** Opening Information given block **

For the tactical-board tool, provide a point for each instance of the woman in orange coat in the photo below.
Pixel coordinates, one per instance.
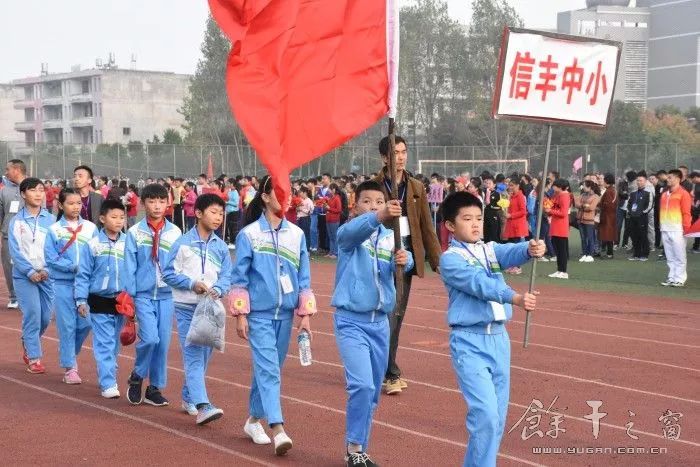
(516, 228)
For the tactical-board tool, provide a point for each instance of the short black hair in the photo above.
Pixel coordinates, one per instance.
(207, 200)
(154, 191)
(29, 184)
(384, 144)
(87, 169)
(109, 204)
(369, 185)
(456, 201)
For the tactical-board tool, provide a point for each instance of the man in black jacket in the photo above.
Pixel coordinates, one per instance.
(638, 208)
(492, 221)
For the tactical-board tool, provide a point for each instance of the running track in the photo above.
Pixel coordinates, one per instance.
(633, 353)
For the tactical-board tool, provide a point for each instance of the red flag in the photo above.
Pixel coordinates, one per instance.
(304, 77)
(693, 231)
(210, 169)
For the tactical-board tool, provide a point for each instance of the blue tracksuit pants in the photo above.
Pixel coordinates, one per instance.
(105, 345)
(269, 341)
(364, 349)
(71, 327)
(35, 301)
(154, 323)
(195, 358)
(482, 364)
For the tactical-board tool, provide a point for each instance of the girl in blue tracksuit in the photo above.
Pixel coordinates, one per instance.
(364, 297)
(479, 306)
(270, 271)
(148, 245)
(33, 286)
(99, 280)
(62, 253)
(199, 264)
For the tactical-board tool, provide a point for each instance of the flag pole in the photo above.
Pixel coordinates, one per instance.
(395, 224)
(540, 213)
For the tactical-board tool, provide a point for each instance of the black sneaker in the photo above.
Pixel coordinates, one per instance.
(359, 459)
(154, 397)
(135, 395)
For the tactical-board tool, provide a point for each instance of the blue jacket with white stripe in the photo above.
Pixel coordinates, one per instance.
(263, 257)
(364, 277)
(144, 276)
(193, 260)
(471, 283)
(102, 268)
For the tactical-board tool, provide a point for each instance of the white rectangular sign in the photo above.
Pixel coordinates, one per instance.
(555, 77)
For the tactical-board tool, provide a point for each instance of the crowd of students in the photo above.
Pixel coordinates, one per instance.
(98, 266)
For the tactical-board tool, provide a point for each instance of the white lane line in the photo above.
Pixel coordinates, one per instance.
(586, 352)
(318, 406)
(140, 420)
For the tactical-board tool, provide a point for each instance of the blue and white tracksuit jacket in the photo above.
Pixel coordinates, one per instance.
(72, 328)
(195, 260)
(27, 236)
(264, 257)
(479, 305)
(102, 271)
(364, 296)
(152, 297)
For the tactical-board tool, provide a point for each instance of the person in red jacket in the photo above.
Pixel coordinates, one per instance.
(334, 208)
(559, 225)
(516, 228)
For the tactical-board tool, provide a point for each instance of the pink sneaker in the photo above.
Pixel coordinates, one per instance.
(72, 377)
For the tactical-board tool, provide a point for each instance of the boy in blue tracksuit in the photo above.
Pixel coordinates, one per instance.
(480, 303)
(364, 297)
(34, 288)
(148, 244)
(100, 279)
(62, 252)
(270, 284)
(199, 264)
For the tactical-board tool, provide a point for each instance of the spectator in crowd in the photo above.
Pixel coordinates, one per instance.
(638, 207)
(83, 182)
(607, 228)
(10, 204)
(559, 228)
(587, 206)
(419, 238)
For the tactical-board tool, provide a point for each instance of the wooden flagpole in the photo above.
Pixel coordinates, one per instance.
(395, 223)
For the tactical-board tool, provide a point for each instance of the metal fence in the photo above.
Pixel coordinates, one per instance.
(135, 161)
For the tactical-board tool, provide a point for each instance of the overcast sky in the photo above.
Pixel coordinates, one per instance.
(163, 34)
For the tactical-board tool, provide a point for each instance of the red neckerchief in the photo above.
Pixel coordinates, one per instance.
(73, 237)
(156, 238)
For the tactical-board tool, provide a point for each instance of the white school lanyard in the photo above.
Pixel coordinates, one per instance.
(487, 267)
(36, 223)
(203, 251)
(109, 257)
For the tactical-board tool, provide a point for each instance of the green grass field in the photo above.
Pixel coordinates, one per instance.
(613, 275)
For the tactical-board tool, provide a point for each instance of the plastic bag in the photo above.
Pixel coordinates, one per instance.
(208, 324)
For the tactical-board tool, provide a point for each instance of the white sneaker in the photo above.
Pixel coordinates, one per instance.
(256, 432)
(111, 393)
(282, 444)
(189, 408)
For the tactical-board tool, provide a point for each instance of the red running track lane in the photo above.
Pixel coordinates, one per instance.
(626, 351)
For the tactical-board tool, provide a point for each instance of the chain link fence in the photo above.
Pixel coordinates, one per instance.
(134, 161)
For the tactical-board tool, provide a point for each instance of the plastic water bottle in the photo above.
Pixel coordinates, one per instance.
(304, 342)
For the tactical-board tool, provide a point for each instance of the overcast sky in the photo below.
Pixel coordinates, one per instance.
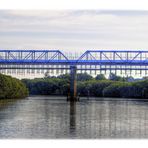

** Closing Information given block **

Give back the data exactly, with no images.

* [Answer space]
For the tactical-board tool, provide a point for each instance of the woman in orange coat in the photo below.
Pixel coordinates, one per instance.
(516, 228)
For the tactical-board tool, provide a point for each instance of the short black hair in the photo above.
Pixel coordinates, one per instance.
(207, 200)
(154, 191)
(29, 184)
(384, 144)
(87, 169)
(109, 204)
(369, 185)
(456, 201)
For the tactical-board tool, provide a point for each instance of the man in black jacket in the photo above.
Pixel coordinates, one per instance.
(638, 208)
(492, 221)
For the tactical-board tool, provide a point for each instance of the running track in the photo above.
Pixel coordinates, one per instance.
(633, 353)
For the tactical-board tool, provide a point for each instance of the red flag in the photo above.
Pixel coordinates, one per instance.
(304, 77)
(693, 231)
(210, 169)
For the tactical-board tool, provide a point for each instance of the blue tracksuit pants in the photo above.
Pixel coordinates, one per instance.
(105, 345)
(269, 341)
(364, 349)
(71, 327)
(35, 301)
(154, 323)
(195, 358)
(482, 364)
For the tactical-board tool, provide a point for each instance of the girl in blue tracksuit in the photo above.
Pixel coordinates, one per instance.
(364, 297)
(479, 306)
(270, 271)
(148, 245)
(33, 286)
(99, 280)
(62, 253)
(199, 264)
For the tactical-board tool, provide a point for each instance of the flag pole in the photo above.
Pixel coordinates, one per instance.
(395, 224)
(540, 213)
For the tactical-board tool, provide a point for each instance of the black sneaker in the photo above.
Pixel coordinates, one per instance.
(359, 459)
(154, 397)
(135, 395)
For the tactical-board tool, provide a point for each instance of the blue jacket with white stripe in the photo above.
Pixel coordinates, one per instance.
(263, 257)
(364, 277)
(144, 276)
(193, 260)
(471, 283)
(102, 268)
For the tactical-board tool, provide a point for each instance of the white rectangular sign in the photo above.
Pixel coordinates, one per instance.
(555, 77)
For the tactical-board tool, provide a point for each instance of the crowd of students in the photo above.
Pixel coordinates, one per instance.
(98, 266)
For the tactical-board tool, provide a point for each instance of the white lane line in the photo above.
Pixel coordinates, one per instance.
(586, 352)
(318, 406)
(140, 420)
For the tactical-board tool, provide a point for each instance of the blue and white tracksuit jacket in the photo above.
Pixel coordinates, one per instance.
(72, 328)
(195, 260)
(27, 236)
(264, 257)
(479, 305)
(102, 271)
(364, 296)
(152, 297)
For the tactical-board tool, provide a point for each instance of the person in red jacket in the photo above.
Pixel coordinates, one per instance.
(334, 208)
(559, 225)
(516, 228)
For the tactical-board tool, provide a point for each instance of the pink sneaker in the photo above.
Pixel coordinates, one per instance.
(72, 377)
For the tactical-board tool, provide a point for each instance of the boy in blue tracksuit in the photo above.
Pixel coordinates, one per instance.
(480, 303)
(364, 297)
(34, 288)
(148, 244)
(100, 279)
(62, 252)
(270, 284)
(199, 264)
For the tactical-board tool, provide a point for each instance of the spectator in crowd in the photo above.
Pixel coordinates, one per instance.
(638, 207)
(83, 182)
(607, 228)
(10, 204)
(559, 228)
(587, 206)
(419, 238)
For the tactical-board tool, provide a point for each instance of the wooden flagpole in the photo above.
Pixel coordinates, one per instance.
(395, 223)
For the tactical-board tool, provide a point for each instance of the metal fence in the photo above.
Pixel coordinates, one per instance.
(135, 161)
For the tactical-board tool, provide a point for each instance of the overcast sky in the photo above.
Pixel coordinates, one per instance.
(163, 34)
For the tactical-board tool, provide a point for each instance of the red neckerchief in the photo above.
Pixel coordinates, one per instance.
(73, 237)
(156, 238)
For the tactical-board tool, provide a point for each instance of the white school lanyard in the photo above.
Pixel coordinates, one per instance.
(487, 267)
(36, 223)
(203, 251)
(109, 257)
For the tactical-board tool, provide a point for each instance of the green grass field in the photo above.
Pixel coordinates, one per instance.
(613, 275)
For the tactical-board tool, provide a point for each instance of the plastic bag in the photo above.
Pixel coordinates, one per instance.
(208, 324)
For the tactical-board tool, provide a point for each instance of the white sneaker in the photo above.
Pixel coordinates, one per instance.
(256, 432)
(111, 393)
(282, 444)
(189, 408)
For the tactical-board tool, provide a point for each instance of the red running track lane in the photo above.
Pixel coordinates, one per instance.
(626, 351)
For the tactical-board tool, provide a point for each instance of the chain link fence in the photo above.
Pixel coordinates, one per instance.
(134, 161)
For the tactical-board tool, provide a point for each instance of the plastic water bottle in the photo above.
Pixel coordinates, one per instance.
(304, 342)
For the tactical-board tool, provide a point for each instance of the overcast sky in the photo below.
Pixel coordinates, one per instance.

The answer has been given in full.